[Source data]

=======

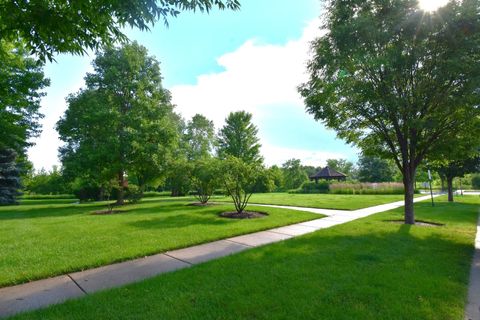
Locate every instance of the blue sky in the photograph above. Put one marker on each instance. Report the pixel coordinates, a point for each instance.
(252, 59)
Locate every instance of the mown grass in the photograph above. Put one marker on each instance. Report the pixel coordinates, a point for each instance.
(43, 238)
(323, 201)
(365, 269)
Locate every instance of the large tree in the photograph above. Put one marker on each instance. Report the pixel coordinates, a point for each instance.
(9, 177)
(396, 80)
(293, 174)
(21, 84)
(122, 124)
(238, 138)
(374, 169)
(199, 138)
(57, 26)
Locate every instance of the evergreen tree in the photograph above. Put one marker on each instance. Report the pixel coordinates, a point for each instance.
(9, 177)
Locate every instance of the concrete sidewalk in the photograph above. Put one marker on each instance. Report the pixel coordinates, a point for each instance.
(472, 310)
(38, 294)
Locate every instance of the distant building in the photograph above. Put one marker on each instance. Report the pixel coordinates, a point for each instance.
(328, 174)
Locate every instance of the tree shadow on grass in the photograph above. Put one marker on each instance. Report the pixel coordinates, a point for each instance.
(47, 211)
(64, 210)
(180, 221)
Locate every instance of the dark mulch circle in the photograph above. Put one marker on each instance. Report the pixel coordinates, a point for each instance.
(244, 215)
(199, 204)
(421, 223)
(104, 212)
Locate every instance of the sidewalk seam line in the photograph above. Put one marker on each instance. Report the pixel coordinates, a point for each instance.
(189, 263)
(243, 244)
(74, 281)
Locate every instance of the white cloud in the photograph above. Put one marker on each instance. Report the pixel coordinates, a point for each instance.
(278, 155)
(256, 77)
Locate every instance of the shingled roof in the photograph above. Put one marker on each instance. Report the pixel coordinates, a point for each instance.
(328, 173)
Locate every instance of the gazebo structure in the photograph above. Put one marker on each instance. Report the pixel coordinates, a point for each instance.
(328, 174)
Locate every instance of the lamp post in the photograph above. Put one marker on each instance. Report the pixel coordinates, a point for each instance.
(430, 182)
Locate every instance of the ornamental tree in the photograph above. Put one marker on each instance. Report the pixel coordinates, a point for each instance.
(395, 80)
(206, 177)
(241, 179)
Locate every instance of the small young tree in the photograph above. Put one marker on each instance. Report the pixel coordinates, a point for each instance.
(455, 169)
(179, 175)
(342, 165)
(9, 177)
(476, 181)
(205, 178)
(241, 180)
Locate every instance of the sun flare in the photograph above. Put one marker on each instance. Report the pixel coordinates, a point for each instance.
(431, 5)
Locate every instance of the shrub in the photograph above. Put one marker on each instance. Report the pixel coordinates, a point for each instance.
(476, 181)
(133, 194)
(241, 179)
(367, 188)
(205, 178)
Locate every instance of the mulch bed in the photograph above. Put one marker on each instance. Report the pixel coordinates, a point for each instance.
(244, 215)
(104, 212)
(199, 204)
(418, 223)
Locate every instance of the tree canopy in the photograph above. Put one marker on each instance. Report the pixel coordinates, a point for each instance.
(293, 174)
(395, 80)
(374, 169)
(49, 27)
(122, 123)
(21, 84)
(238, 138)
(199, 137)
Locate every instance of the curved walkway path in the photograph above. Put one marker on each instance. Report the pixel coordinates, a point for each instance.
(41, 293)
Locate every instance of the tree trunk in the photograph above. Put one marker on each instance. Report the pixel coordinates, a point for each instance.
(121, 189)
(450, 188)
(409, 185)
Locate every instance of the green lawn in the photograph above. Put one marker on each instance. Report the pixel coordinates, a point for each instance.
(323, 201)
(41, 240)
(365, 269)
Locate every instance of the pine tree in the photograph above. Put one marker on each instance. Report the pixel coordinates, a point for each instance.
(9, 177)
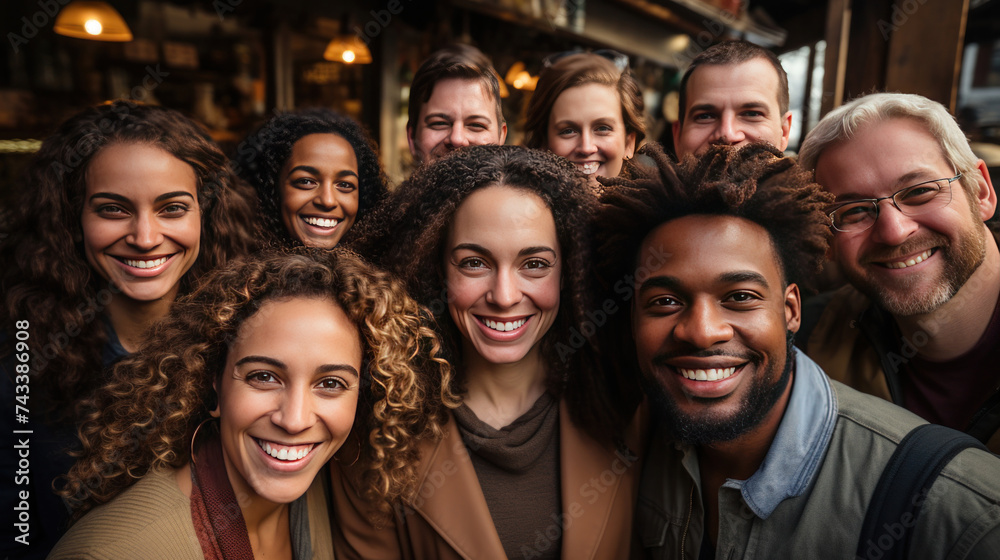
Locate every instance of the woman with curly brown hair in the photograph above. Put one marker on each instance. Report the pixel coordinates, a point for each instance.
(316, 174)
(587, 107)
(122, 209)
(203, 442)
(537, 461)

=======

** THE EXERCISE **
The lines from the one holding "Locate every instance of the ornamental" through the end of the material above are to be echoed exactly, both ends included. Do not include pictures.

** FINISHED ANSWER **
Locate every instance of the ornamental tree in the photograph above. Put one marker on each instance. Report the pixel coordinates, a point for each instance.
(395, 80)
(206, 177)
(241, 179)
Locate every instance of the small young tree in the photograph above. Put one marker on each instance. Report the pixel coordinates, a point for each instance.
(455, 169)
(179, 175)
(342, 165)
(9, 177)
(476, 181)
(205, 178)
(241, 180)
Locate every instance of the sun flare in the photograph above. Put one marker on each instance. Report the pixel coordinates, a point for each instance.
(431, 5)
Locate every instance of the shrub in the photograph above. Put one marker on each instance. Report the pixel coordinates, a point for each instance.
(476, 181)
(133, 194)
(241, 179)
(367, 188)
(205, 178)
Locate every instance of the mulch bed in the photograph above. Put one marker on each instance. Report the pixel coordinates, a point for each instance.
(244, 215)
(104, 212)
(199, 204)
(418, 223)
Locate every instance of the tree canopy in the photograph above. Put one marker on each instance. Report the pixel coordinates, a point for each instance.
(293, 174)
(395, 80)
(374, 169)
(49, 27)
(122, 123)
(21, 84)
(238, 138)
(199, 137)
Locate every instance of the curved walkway path in the photograph above. Put one marker on each instance. Report the pixel coordinates, a point for each instance.
(41, 293)
Locate every instance of the tree trunk in the photograph above. Put one marker on each instance. Report the pixel coordinates, a point for each instance.
(121, 189)
(450, 188)
(409, 185)
Locate every instance of the green lawn in the photograph above. Put one marker on each instance. Report the pixel coordinates, a point for each instance.
(323, 201)
(41, 240)
(365, 269)
Locate every instance of the pine tree in the photograph above. Put one marker on each instance. Report the pixel coordinates, a point for each instance.
(9, 177)
Locate every instance of the woman with curly brown hair in the photograph above. Put one marker on each instance. Report the pixel coordinates, a point for each instance.
(316, 174)
(587, 107)
(122, 209)
(203, 442)
(537, 461)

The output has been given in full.